■ WHAT IS EXPECTED
All entries must be repeated exactly; do not include the pictures.

Data records:
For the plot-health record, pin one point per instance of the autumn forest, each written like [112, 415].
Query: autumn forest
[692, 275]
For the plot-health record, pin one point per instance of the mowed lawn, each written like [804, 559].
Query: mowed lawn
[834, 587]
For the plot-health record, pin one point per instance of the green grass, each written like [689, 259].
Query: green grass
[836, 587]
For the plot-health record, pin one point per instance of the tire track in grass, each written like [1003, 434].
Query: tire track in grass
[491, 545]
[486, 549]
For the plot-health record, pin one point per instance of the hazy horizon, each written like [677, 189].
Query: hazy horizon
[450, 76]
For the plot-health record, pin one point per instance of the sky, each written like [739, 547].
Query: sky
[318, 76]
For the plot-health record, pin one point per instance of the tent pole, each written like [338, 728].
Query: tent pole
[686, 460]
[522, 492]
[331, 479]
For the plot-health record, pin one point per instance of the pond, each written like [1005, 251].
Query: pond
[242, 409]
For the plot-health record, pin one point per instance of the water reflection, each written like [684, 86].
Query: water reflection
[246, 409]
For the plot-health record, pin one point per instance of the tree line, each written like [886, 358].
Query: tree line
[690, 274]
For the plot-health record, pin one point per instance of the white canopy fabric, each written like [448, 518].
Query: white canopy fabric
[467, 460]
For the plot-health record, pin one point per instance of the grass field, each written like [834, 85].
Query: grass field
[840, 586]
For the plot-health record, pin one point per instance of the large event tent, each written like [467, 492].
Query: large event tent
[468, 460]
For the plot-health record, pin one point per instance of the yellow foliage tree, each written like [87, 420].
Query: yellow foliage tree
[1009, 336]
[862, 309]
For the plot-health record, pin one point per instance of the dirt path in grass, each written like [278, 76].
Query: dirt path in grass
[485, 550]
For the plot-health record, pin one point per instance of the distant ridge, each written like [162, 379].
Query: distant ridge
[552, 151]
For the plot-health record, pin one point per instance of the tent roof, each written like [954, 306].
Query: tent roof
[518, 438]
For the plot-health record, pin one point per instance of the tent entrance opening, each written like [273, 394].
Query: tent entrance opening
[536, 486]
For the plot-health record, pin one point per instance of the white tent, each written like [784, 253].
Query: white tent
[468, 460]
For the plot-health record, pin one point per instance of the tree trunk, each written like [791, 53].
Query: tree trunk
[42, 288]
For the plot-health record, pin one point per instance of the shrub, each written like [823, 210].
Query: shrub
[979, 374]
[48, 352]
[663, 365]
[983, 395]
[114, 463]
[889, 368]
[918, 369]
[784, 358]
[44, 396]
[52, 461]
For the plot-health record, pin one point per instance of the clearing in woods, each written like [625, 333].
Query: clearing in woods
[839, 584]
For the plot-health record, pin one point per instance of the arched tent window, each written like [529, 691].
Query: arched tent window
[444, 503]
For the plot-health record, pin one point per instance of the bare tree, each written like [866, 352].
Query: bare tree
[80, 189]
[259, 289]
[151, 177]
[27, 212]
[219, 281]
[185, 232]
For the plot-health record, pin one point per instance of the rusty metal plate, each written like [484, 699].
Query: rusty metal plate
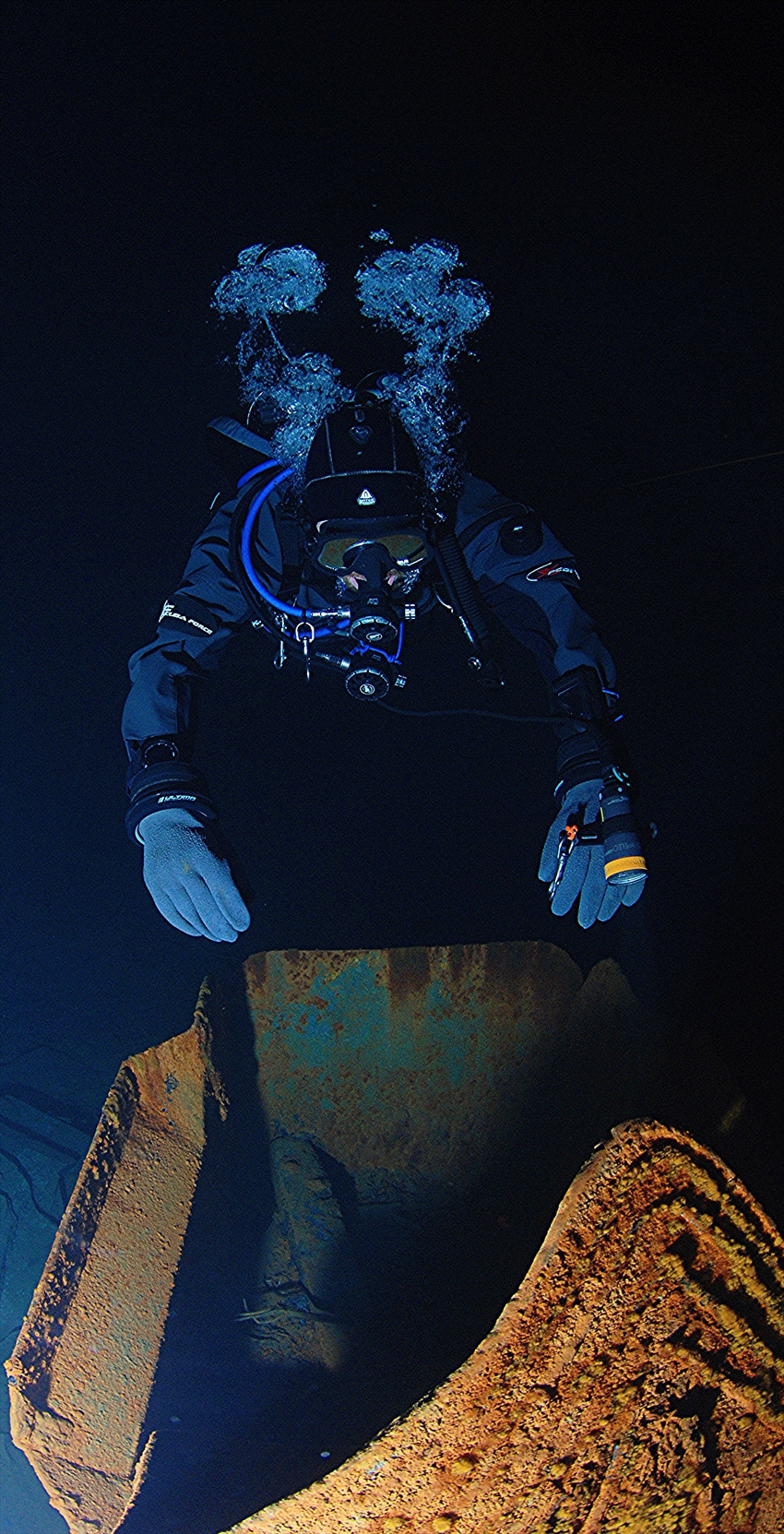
[407, 1062]
[634, 1384]
[85, 1361]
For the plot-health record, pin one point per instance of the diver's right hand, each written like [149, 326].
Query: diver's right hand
[189, 883]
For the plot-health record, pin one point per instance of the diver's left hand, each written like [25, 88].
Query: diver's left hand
[583, 876]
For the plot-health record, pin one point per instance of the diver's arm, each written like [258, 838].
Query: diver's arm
[525, 574]
[194, 629]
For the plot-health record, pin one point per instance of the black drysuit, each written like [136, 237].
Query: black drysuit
[520, 569]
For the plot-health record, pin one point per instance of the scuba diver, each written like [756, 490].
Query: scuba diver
[338, 537]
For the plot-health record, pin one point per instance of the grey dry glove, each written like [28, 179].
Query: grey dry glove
[585, 865]
[191, 884]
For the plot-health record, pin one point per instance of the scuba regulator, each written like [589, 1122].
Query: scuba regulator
[361, 543]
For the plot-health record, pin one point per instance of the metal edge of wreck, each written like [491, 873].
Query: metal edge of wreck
[83, 1448]
[508, 1438]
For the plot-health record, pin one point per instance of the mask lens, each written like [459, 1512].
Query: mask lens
[404, 548]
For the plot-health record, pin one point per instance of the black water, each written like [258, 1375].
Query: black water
[610, 173]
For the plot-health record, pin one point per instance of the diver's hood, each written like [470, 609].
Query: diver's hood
[362, 464]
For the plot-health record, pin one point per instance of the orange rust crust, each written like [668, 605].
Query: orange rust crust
[85, 1361]
[634, 1383]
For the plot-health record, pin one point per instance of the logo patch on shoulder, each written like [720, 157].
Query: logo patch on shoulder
[557, 569]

■ COMPLETED EXERCISE
For the plot-health record, pin one point per instance of the autumn forest, each written like [112, 415].
Query: autumn forest
[692, 275]
For the plot-health record, pin one point per instance of the mowed lawn, each written like [804, 559].
Query: mowed lawn
[834, 587]
For the plot-health record, pin one point per instance of the green grass, each written like [689, 259].
Query: green grass
[836, 587]
For the plot-health record, pin one point per instance of the tire track in grass, each written like [1003, 434].
Query: tire track in grass
[491, 545]
[486, 549]
For the plot-health record, pin one point per instance of the hazy horizon, each written like [677, 189].
Query: hazy horizon
[450, 76]
For the plot-health record, pin one point per instance of the sky, each written like [739, 547].
Query: sky
[318, 76]
For the plot-health record, pin one point per instance of the tent pole, each written like [338, 728].
Query: tent pole
[686, 460]
[522, 492]
[331, 479]
For the plot-health record, pin one point per instance of the pond, each written like [1005, 251].
Query: pond
[242, 409]
For the plot-health record, pin one point per instance of the water reflection, each written like [684, 86].
Query: water reflection
[246, 409]
For the plot-health record, pin one point per instance of the tree line, each written like [886, 358].
Query: tree line
[690, 274]
For the plot-health record, pin one point per instance of the white canopy fabric, each written like [448, 518].
Query: white canopy fabric
[467, 460]
For the plot-health record, pin one point per instance of the grass field, each written like [834, 85].
Query: grass field
[840, 586]
For the plot-health record, pin one point per instance of the large event tent, each written like [467, 492].
Query: large event tent
[468, 460]
For the plot-health record, pin one point per instance of the yellow foliage tree, each written like [87, 420].
Query: yellow foliage tree
[1009, 336]
[862, 309]
For the plot-health record, pin one point per instance of the dirt path in grass, each written like [278, 76].
Query: dirt path in grass
[485, 550]
For the plot-health record, pin one point per instance of the distant ridge, each written like [162, 379].
Query: distant ridge
[552, 151]
For the plot-health record, pin one point per instance of the tent roof, each written like [954, 306].
Query: tent roof
[518, 438]
For the plot-health record, pin one point per instance of the tent entrance opening, each written like [273, 394].
Query: tent entrance opening
[536, 486]
For the plot-health record, pin one point per instance of the white tent, each written like [784, 253].
Query: white tent
[468, 460]
For the plot-health record, pin one point per instance of the tree trunk, each written like [791, 53].
Query: tree trunk
[42, 288]
For the plot-health record, pin one point per instance of the shrub, each written like [823, 210].
Query: shrub
[979, 374]
[48, 352]
[663, 365]
[983, 395]
[114, 463]
[889, 368]
[918, 369]
[784, 358]
[44, 396]
[52, 461]
For the plot-health record, pin one point per instance of the clearing in woods, each written like [625, 333].
Query: clearing in woods
[839, 584]
For the plot-health record, pin one point per instance of the arched tent window, each written like [529, 691].
Query: arched tent window
[444, 503]
For the plot-health record, pin one point per instance of the bare tree, each written like [866, 352].
Query: bare tree
[80, 189]
[259, 289]
[151, 177]
[27, 212]
[219, 281]
[185, 232]
For the plot-health record, pin one point per instance of the rusty metal plate, each written like [484, 699].
Query: rusty metal plate
[407, 1062]
[634, 1384]
[85, 1361]
For the plot-health record, pin one point per instance of the diver's right hand, each written like [149, 326].
Query: diver's right hand
[189, 883]
For the plot-health record, pin one point per instance of the diver's left hand, each written like [25, 88].
Query: diver's left hand
[583, 876]
For the plot-health record, pin one point per instance of the diver's arm, each written like [258, 838].
Query: diver's arm
[525, 574]
[194, 629]
For the plot-health record, pin one point per instance of the black drysuit, each written like [136, 237].
Query: black drysuit
[520, 569]
For the plot-health record, pin one point per instance of the scuba diver, each written like [756, 490].
Query: scuba diver
[338, 537]
For the plot-health record, pin one point per instance of the grey dry glove, each written like [28, 179].
Query: grey dry glove
[585, 865]
[191, 884]
For the plot-health record, pin one point per instance of the scuba regulator, each written like [589, 1122].
Query: scuba regulator
[361, 543]
For the plot-health record, pin one point per instance of the metal edge of wreck, each written like [491, 873].
Query: metal edge of wreck
[83, 1448]
[508, 1438]
For the plot-health record, pin one point per instance of the mask lens, each written like [459, 1512].
Query: mask lens
[404, 548]
For the plot-health record, pin one point per instance of the black water, each written like [258, 1375].
Query: black water
[610, 173]
For the plot-health record, pin one point per instance of the diver's hood, each written like [470, 609].
Query: diver's hood
[362, 464]
For the plot-health record, pin one point per instance of the orange rust crust, each written like [668, 605].
Query: orange rust crust
[85, 1361]
[634, 1383]
For the plot-health record, pin one point per instance of the logo patch on shoulder, each written like [720, 157].
Query: logo patch on shoulder
[557, 569]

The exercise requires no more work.